* _Your instructions_: Report each line in the data below that contains the word "plant", copying every such line in full.

##### Source material #####

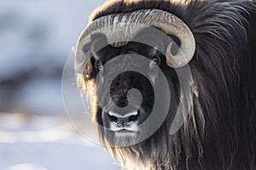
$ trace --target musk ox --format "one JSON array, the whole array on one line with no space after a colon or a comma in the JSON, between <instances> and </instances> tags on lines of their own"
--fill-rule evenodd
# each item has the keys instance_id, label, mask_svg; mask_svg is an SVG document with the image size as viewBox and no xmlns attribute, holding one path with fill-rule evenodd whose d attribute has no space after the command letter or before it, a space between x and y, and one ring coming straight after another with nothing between
<instances>
[{"instance_id":1,"label":"musk ox","mask_svg":"<svg viewBox=\"0 0 256 170\"><path fill-rule=\"evenodd\" d=\"M253 0L98 8L78 42L75 70L101 142L125 169L256 169L255 41Z\"/></svg>"}]
</instances>

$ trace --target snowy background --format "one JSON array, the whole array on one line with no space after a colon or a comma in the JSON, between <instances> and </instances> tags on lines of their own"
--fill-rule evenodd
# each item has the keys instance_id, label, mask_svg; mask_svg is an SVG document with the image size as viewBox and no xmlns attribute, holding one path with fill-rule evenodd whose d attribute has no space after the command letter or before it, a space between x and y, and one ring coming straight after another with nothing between
<instances>
[{"instance_id":1,"label":"snowy background","mask_svg":"<svg viewBox=\"0 0 256 170\"><path fill-rule=\"evenodd\" d=\"M65 61L104 1L0 1L0 170L119 169L61 99Z\"/></svg>"}]
</instances>

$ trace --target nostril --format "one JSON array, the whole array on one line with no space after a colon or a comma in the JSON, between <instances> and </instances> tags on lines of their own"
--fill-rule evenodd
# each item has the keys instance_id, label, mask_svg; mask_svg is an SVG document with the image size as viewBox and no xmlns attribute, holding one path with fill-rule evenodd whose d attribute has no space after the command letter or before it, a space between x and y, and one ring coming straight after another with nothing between
<instances>
[{"instance_id":1,"label":"nostril","mask_svg":"<svg viewBox=\"0 0 256 170\"><path fill-rule=\"evenodd\" d=\"M118 122L118 118L114 116L111 116L108 114L108 117L111 122Z\"/></svg>"},{"instance_id":2,"label":"nostril","mask_svg":"<svg viewBox=\"0 0 256 170\"><path fill-rule=\"evenodd\" d=\"M137 119L137 115L131 116L128 119L128 122L135 122Z\"/></svg>"}]
</instances>

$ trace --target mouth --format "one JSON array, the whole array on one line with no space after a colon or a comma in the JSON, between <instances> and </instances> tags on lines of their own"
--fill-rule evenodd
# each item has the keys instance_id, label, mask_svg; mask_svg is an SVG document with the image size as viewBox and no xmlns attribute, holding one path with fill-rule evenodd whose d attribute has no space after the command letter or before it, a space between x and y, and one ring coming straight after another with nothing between
<instances>
[{"instance_id":1,"label":"mouth","mask_svg":"<svg viewBox=\"0 0 256 170\"><path fill-rule=\"evenodd\" d=\"M136 137L138 135L138 132L124 128L121 130L114 131L114 135L116 137Z\"/></svg>"}]
</instances>

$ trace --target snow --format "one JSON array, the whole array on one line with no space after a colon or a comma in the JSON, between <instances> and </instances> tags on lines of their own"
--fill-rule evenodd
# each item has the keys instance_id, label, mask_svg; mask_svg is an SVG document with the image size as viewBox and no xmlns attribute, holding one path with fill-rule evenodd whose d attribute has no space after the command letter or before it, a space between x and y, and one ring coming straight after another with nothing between
<instances>
[{"instance_id":1,"label":"snow","mask_svg":"<svg viewBox=\"0 0 256 170\"><path fill-rule=\"evenodd\" d=\"M0 115L1 170L117 170L102 146L73 129L66 117Z\"/></svg>"}]
</instances>

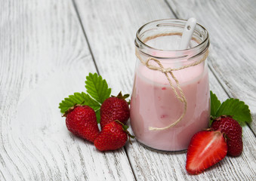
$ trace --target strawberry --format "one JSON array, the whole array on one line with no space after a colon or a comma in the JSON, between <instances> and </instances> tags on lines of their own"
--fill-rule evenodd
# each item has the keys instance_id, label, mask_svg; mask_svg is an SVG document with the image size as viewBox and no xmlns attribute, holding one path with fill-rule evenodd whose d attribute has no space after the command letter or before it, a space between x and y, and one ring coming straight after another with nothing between
<instances>
[{"instance_id":1,"label":"strawberry","mask_svg":"<svg viewBox=\"0 0 256 181\"><path fill-rule=\"evenodd\" d=\"M130 117L130 109L125 98L120 92L117 97L111 97L105 100L100 107L100 127L103 128L106 124L115 120L119 120L126 124Z\"/></svg>"},{"instance_id":2,"label":"strawberry","mask_svg":"<svg viewBox=\"0 0 256 181\"><path fill-rule=\"evenodd\" d=\"M71 133L94 143L100 132L94 109L88 106L76 106L63 116L66 116L66 125Z\"/></svg>"},{"instance_id":3,"label":"strawberry","mask_svg":"<svg viewBox=\"0 0 256 181\"><path fill-rule=\"evenodd\" d=\"M231 117L223 115L216 118L212 124L213 130L221 130L227 135L227 155L239 156L242 152L242 127Z\"/></svg>"},{"instance_id":4,"label":"strawberry","mask_svg":"<svg viewBox=\"0 0 256 181\"><path fill-rule=\"evenodd\" d=\"M119 121L114 121L106 124L94 140L94 146L100 151L115 150L125 145L128 134L128 126ZM131 141L130 141L131 143Z\"/></svg>"},{"instance_id":5,"label":"strawberry","mask_svg":"<svg viewBox=\"0 0 256 181\"><path fill-rule=\"evenodd\" d=\"M189 173L200 173L224 158L227 146L223 135L219 130L202 130L192 137L187 153Z\"/></svg>"}]
</instances>

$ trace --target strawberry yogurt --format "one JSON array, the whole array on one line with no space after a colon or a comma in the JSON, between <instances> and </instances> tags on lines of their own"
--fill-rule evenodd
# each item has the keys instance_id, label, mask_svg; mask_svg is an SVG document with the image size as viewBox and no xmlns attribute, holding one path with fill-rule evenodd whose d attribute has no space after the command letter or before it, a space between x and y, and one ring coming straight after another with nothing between
<instances>
[{"instance_id":1,"label":"strawberry yogurt","mask_svg":"<svg viewBox=\"0 0 256 181\"><path fill-rule=\"evenodd\" d=\"M168 20L162 21L166 20ZM160 23L153 22L153 26L158 23ZM146 28L149 24L145 25ZM164 24L165 29L163 31L166 32L168 23L164 22ZM202 47L200 41L205 43L205 41L199 39L199 43L195 41L190 44L193 44L193 47L196 47L195 48L190 48L191 50L184 52L159 51L159 48L155 48L154 45L165 46L165 44L158 41L159 37L153 41L146 41L150 46L143 42L141 37L145 38L147 35L150 35L143 34L142 31L145 26L139 29L135 40L137 57L140 60L137 60L137 62L131 98L131 128L137 140L148 147L164 151L185 150L193 134L208 125L211 109L207 62L205 60L199 65L173 72L187 100L186 114L183 119L172 127L162 130L150 130L150 127L164 127L174 122L182 115L184 105L177 98L165 74L161 71L149 69L145 64L141 63L141 60L145 62L148 57L156 57L165 68L183 66L202 59L203 55L205 55L208 42ZM199 26L198 28L201 27ZM154 29L156 32L156 29L153 29L152 26L149 29ZM149 33L150 30L146 29L145 32ZM166 36L165 39L167 38ZM160 41L162 39L161 37ZM199 48L201 49L198 50ZM162 49L161 48L160 50ZM180 59L178 54L186 56ZM176 57L179 57L177 60L175 59ZM159 66L153 61L150 61L150 64ZM171 82L177 89L172 78Z\"/></svg>"}]
</instances>

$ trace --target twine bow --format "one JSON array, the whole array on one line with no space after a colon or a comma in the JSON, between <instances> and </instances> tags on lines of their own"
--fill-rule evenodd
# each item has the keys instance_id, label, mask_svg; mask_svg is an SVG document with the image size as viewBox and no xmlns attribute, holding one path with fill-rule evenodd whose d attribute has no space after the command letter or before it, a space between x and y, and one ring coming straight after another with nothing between
<instances>
[{"instance_id":1,"label":"twine bow","mask_svg":"<svg viewBox=\"0 0 256 181\"><path fill-rule=\"evenodd\" d=\"M178 99L183 104L184 104L184 110L183 112L181 114L181 115L180 116L180 118L176 120L174 122L170 124L169 125L164 127L149 127L149 130L166 130L169 127L174 127L177 124L178 124L182 119L185 116L186 112L187 112L187 100L185 97L185 95L180 87L179 81L177 79L177 78L174 76L173 72L174 71L177 71L177 70L180 70L180 69L184 69L190 66L197 66L199 64L200 64L201 63L202 63L203 61L205 60L207 56L208 56L208 51L206 51L206 53L205 54L204 57L202 57L202 59L193 62L193 63L179 67L179 68L165 68L162 64L161 63L161 62L154 58L154 57L149 57L147 58L147 61L144 62L142 58L140 57L140 56L137 54L137 52L136 52L136 56L137 57L137 58L140 60L140 61L141 62L141 63L143 63L144 66L146 66L148 69L152 69L152 70L156 70L156 71L160 71L162 73L164 73L169 82L169 84L172 89L172 90L174 91L174 93L175 94L175 96L177 97L177 99ZM150 64L150 62L151 60L153 60L154 62L156 62L159 66L153 66ZM173 85L172 82L171 82L171 79L172 78L176 84L177 86L177 90L175 89L174 86Z\"/></svg>"}]
</instances>

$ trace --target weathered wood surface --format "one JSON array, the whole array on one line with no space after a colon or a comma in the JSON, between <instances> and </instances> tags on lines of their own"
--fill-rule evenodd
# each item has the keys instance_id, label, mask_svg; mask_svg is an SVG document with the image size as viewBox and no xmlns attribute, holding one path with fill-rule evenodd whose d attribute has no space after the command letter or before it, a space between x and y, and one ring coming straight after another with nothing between
<instances>
[{"instance_id":1,"label":"weathered wood surface","mask_svg":"<svg viewBox=\"0 0 256 181\"><path fill-rule=\"evenodd\" d=\"M168 1L171 9L158 0L0 1L0 180L255 179L256 139L248 127L241 156L190 176L185 153L154 152L136 141L116 152L97 151L66 130L57 108L63 97L84 90L85 75L97 70L113 94L131 93L137 29L156 19L196 15L211 35L211 89L222 100L245 100L254 115L255 3L223 2L192 1L192 11L184 1ZM242 47L235 44L240 38Z\"/></svg>"},{"instance_id":2,"label":"weathered wood surface","mask_svg":"<svg viewBox=\"0 0 256 181\"><path fill-rule=\"evenodd\" d=\"M134 180L125 149L69 133L58 103L96 72L71 1L2 1L0 180Z\"/></svg>"},{"instance_id":3,"label":"weathered wood surface","mask_svg":"<svg viewBox=\"0 0 256 181\"><path fill-rule=\"evenodd\" d=\"M177 18L195 17L209 32L209 65L230 97L256 118L256 1L168 0ZM256 133L256 121L250 125Z\"/></svg>"},{"instance_id":4,"label":"weathered wood surface","mask_svg":"<svg viewBox=\"0 0 256 181\"><path fill-rule=\"evenodd\" d=\"M134 56L131 53L134 52L133 40L136 30L145 21L174 18L174 15L166 8L163 1L150 1L150 4L147 1L88 2L76 0L76 2L96 63L103 66L99 67L100 73L107 77L114 90L118 91L121 88L131 91L133 77L131 72L135 63ZM123 18L119 18L120 16ZM102 37L105 38L102 39ZM217 44L217 41L211 41ZM211 56L211 59L212 60L214 57ZM118 67L125 68L119 69L116 69ZM211 89L223 100L227 99L228 97L219 81L211 72L210 75ZM255 177L255 139L248 127L244 128L244 135L245 150L241 157L227 158L214 168L194 176L187 175L184 170L184 153L159 153L145 149L136 142L132 146L127 145L125 149L138 180L221 180L223 178L227 180L250 180ZM244 165L247 164L249 166L245 172Z\"/></svg>"}]
</instances>

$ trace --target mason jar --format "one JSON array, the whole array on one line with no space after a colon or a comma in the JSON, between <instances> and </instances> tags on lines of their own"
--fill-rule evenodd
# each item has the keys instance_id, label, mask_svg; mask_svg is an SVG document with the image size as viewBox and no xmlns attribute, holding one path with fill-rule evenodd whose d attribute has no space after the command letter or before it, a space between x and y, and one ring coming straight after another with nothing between
<instances>
[{"instance_id":1,"label":"mason jar","mask_svg":"<svg viewBox=\"0 0 256 181\"><path fill-rule=\"evenodd\" d=\"M136 35L131 125L139 143L157 150L186 150L208 126L208 33L196 24L189 48L178 50L186 23L156 20Z\"/></svg>"}]
</instances>

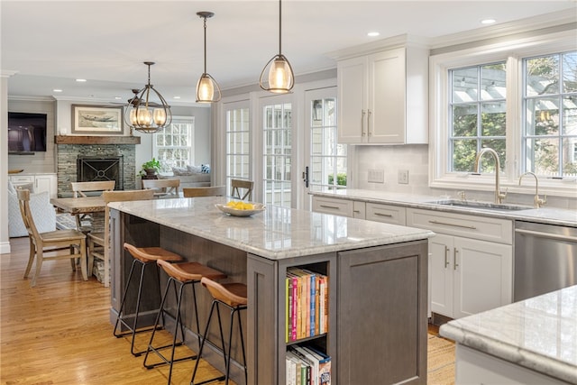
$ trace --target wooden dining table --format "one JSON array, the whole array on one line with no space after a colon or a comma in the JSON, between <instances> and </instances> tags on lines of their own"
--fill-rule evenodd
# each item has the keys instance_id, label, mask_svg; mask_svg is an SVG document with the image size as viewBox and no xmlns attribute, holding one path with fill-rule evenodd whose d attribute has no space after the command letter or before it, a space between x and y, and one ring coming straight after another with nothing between
<instances>
[{"instance_id":1,"label":"wooden dining table","mask_svg":"<svg viewBox=\"0 0 577 385\"><path fill-rule=\"evenodd\" d=\"M50 203L55 207L69 213L71 215L83 215L91 214L92 231L103 231L105 226L104 213L106 204L102 196L78 197L53 197ZM77 222L78 223L78 222ZM81 230L77 228L77 230Z\"/></svg>"},{"instance_id":2,"label":"wooden dining table","mask_svg":"<svg viewBox=\"0 0 577 385\"><path fill-rule=\"evenodd\" d=\"M72 215L104 212L106 207L104 197L53 197L50 199L52 206Z\"/></svg>"}]
</instances>

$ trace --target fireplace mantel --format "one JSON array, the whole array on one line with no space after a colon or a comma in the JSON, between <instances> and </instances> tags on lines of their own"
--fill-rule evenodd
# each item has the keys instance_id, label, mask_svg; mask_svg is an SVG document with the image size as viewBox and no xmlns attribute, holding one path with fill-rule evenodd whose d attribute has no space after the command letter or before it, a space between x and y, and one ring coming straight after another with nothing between
<instances>
[{"instance_id":1,"label":"fireplace mantel","mask_svg":"<svg viewBox=\"0 0 577 385\"><path fill-rule=\"evenodd\" d=\"M56 144L140 144L140 136L56 135Z\"/></svg>"}]
</instances>

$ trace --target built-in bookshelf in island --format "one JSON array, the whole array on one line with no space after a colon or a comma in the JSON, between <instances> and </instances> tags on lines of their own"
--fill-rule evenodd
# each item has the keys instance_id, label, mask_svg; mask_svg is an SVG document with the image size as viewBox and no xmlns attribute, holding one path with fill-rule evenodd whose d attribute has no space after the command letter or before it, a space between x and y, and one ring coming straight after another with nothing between
<instances>
[{"instance_id":1,"label":"built-in bookshelf in island","mask_svg":"<svg viewBox=\"0 0 577 385\"><path fill-rule=\"evenodd\" d=\"M331 383L331 356L326 353L329 280L325 271L322 263L287 269L287 385Z\"/></svg>"}]
</instances>

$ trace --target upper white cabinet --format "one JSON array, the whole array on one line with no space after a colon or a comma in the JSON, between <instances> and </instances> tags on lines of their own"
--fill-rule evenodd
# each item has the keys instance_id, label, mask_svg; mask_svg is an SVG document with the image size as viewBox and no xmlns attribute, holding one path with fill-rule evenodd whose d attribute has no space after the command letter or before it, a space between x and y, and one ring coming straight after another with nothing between
<instances>
[{"instance_id":1,"label":"upper white cabinet","mask_svg":"<svg viewBox=\"0 0 577 385\"><path fill-rule=\"evenodd\" d=\"M58 179L56 174L11 175L10 181L14 186L32 184L35 193L48 191L50 197L56 197Z\"/></svg>"},{"instance_id":2,"label":"upper white cabinet","mask_svg":"<svg viewBox=\"0 0 577 385\"><path fill-rule=\"evenodd\" d=\"M337 62L339 142L428 142L428 50L389 49Z\"/></svg>"}]
</instances>

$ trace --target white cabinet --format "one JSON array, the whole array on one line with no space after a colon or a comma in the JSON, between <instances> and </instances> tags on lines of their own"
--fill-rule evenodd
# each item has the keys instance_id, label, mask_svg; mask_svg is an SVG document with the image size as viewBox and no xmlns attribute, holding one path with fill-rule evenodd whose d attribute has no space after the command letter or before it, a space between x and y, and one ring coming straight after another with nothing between
<instances>
[{"instance_id":1,"label":"white cabinet","mask_svg":"<svg viewBox=\"0 0 577 385\"><path fill-rule=\"evenodd\" d=\"M32 183L35 193L48 191L50 197L56 197L58 193L56 174L14 175L10 181L16 187Z\"/></svg>"},{"instance_id":2,"label":"white cabinet","mask_svg":"<svg viewBox=\"0 0 577 385\"><path fill-rule=\"evenodd\" d=\"M426 143L428 50L403 46L337 63L339 142Z\"/></svg>"},{"instance_id":3,"label":"white cabinet","mask_svg":"<svg viewBox=\"0 0 577 385\"><path fill-rule=\"evenodd\" d=\"M385 224L406 224L406 209L400 206L384 205L382 203L367 203L365 219Z\"/></svg>"},{"instance_id":4,"label":"white cabinet","mask_svg":"<svg viewBox=\"0 0 577 385\"><path fill-rule=\"evenodd\" d=\"M511 303L509 220L408 209L407 225L426 228L431 311L459 318Z\"/></svg>"}]
</instances>

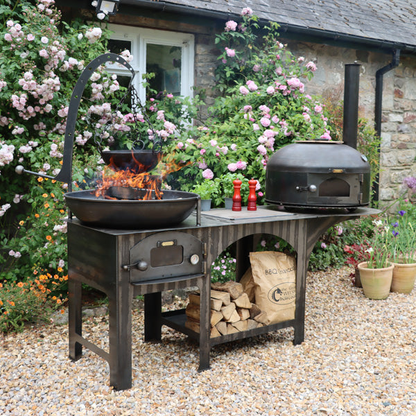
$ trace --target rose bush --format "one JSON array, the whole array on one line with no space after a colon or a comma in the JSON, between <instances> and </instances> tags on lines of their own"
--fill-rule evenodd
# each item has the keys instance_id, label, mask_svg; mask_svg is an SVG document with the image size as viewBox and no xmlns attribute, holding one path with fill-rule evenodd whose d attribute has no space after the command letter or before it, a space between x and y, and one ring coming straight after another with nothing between
<instances>
[{"instance_id":1,"label":"rose bush","mask_svg":"<svg viewBox=\"0 0 416 416\"><path fill-rule=\"evenodd\" d=\"M305 93L304 82L316 69L312 62L296 58L278 39L277 26L260 31L249 8L238 24L229 21L216 43L220 95L199 127L198 137L173 146L171 153L187 165L175 176L181 189L207 179L242 173L258 180L263 202L266 166L279 148L295 140L330 139L324 106ZM266 33L263 36L261 34ZM212 175L211 175L212 174ZM243 201L248 194L243 193Z\"/></svg>"}]
</instances>

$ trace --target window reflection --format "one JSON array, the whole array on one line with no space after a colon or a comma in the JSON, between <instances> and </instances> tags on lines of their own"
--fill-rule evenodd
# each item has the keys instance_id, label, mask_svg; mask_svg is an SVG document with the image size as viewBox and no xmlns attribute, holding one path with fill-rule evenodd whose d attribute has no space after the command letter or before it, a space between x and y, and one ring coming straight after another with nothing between
<instances>
[{"instance_id":1,"label":"window reflection","mask_svg":"<svg viewBox=\"0 0 416 416\"><path fill-rule=\"evenodd\" d=\"M166 91L180 95L181 66L181 46L147 44L146 71L155 74L148 81L150 89L156 93Z\"/></svg>"}]
</instances>

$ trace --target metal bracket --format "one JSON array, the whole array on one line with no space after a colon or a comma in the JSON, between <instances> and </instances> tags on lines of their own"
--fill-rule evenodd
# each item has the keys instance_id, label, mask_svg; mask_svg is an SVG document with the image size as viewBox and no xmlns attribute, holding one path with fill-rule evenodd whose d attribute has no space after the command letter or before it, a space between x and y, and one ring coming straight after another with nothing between
<instances>
[{"instance_id":1,"label":"metal bracket","mask_svg":"<svg viewBox=\"0 0 416 416\"><path fill-rule=\"evenodd\" d=\"M23 166L16 167L17 173L30 173L42 177L48 177L62 182L68 184L68 191L72 191L72 153L73 150L73 136L75 134L75 125L78 115L78 111L83 98L83 93L88 80L94 71L103 64L107 62L115 62L125 67L132 73L132 81L136 75L133 67L121 56L116 53L103 53L91 61L84 69L78 78L69 101L68 107L68 116L67 118L67 128L65 128L65 137L64 139L64 156L62 159L62 167L58 175L55 177L26 171Z\"/></svg>"}]
</instances>

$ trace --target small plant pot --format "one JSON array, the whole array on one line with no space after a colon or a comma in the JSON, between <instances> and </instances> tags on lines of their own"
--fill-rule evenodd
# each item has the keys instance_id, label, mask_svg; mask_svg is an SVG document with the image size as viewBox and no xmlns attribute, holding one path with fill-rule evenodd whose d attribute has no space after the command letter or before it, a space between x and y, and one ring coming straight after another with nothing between
<instances>
[{"instance_id":1,"label":"small plant pot","mask_svg":"<svg viewBox=\"0 0 416 416\"><path fill-rule=\"evenodd\" d=\"M209 211L211 209L211 200L201 200L201 211Z\"/></svg>"},{"instance_id":2,"label":"small plant pot","mask_svg":"<svg viewBox=\"0 0 416 416\"><path fill-rule=\"evenodd\" d=\"M225 209L231 209L232 208L232 198L226 198L224 199L225 204Z\"/></svg>"},{"instance_id":3,"label":"small plant pot","mask_svg":"<svg viewBox=\"0 0 416 416\"><path fill-rule=\"evenodd\" d=\"M369 299L385 299L390 293L394 264L379 269L367 268L367 261L358 266L364 295Z\"/></svg>"},{"instance_id":4,"label":"small plant pot","mask_svg":"<svg viewBox=\"0 0 416 416\"><path fill-rule=\"evenodd\" d=\"M393 278L390 291L397 293L410 293L416 279L416 263L393 263Z\"/></svg>"}]
</instances>

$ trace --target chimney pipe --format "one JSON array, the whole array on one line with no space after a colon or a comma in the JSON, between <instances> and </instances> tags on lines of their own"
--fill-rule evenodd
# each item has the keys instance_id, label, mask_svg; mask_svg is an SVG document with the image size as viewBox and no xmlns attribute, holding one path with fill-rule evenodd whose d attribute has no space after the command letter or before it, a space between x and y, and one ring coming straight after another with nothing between
<instances>
[{"instance_id":1,"label":"chimney pipe","mask_svg":"<svg viewBox=\"0 0 416 416\"><path fill-rule=\"evenodd\" d=\"M344 119L343 141L352 148L357 148L358 128L358 90L360 64L345 64L344 77Z\"/></svg>"}]
</instances>

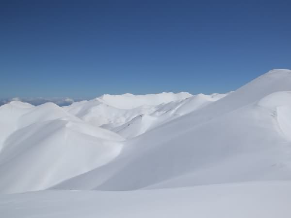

#####

* _Correct response_:
$ trace --target small plant pot --format "one JSON array, the whole array on one line with no space after a colon or a comma in the JSON, between <instances> and </instances> tags on lines of their own"
[{"instance_id":1,"label":"small plant pot","mask_svg":"<svg viewBox=\"0 0 416 416\"><path fill-rule=\"evenodd\" d=\"M209 211L211 209L211 200L201 200L201 211Z\"/></svg>"},{"instance_id":2,"label":"small plant pot","mask_svg":"<svg viewBox=\"0 0 416 416\"><path fill-rule=\"evenodd\" d=\"M225 209L231 209L232 208L232 198L226 198L224 199L225 204Z\"/></svg>"},{"instance_id":3,"label":"small plant pot","mask_svg":"<svg viewBox=\"0 0 416 416\"><path fill-rule=\"evenodd\" d=\"M369 299L385 299L390 293L394 264L379 269L367 268L367 261L358 266L364 295Z\"/></svg>"},{"instance_id":4,"label":"small plant pot","mask_svg":"<svg viewBox=\"0 0 416 416\"><path fill-rule=\"evenodd\" d=\"M393 278L390 291L397 293L410 293L416 279L416 263L393 263Z\"/></svg>"}]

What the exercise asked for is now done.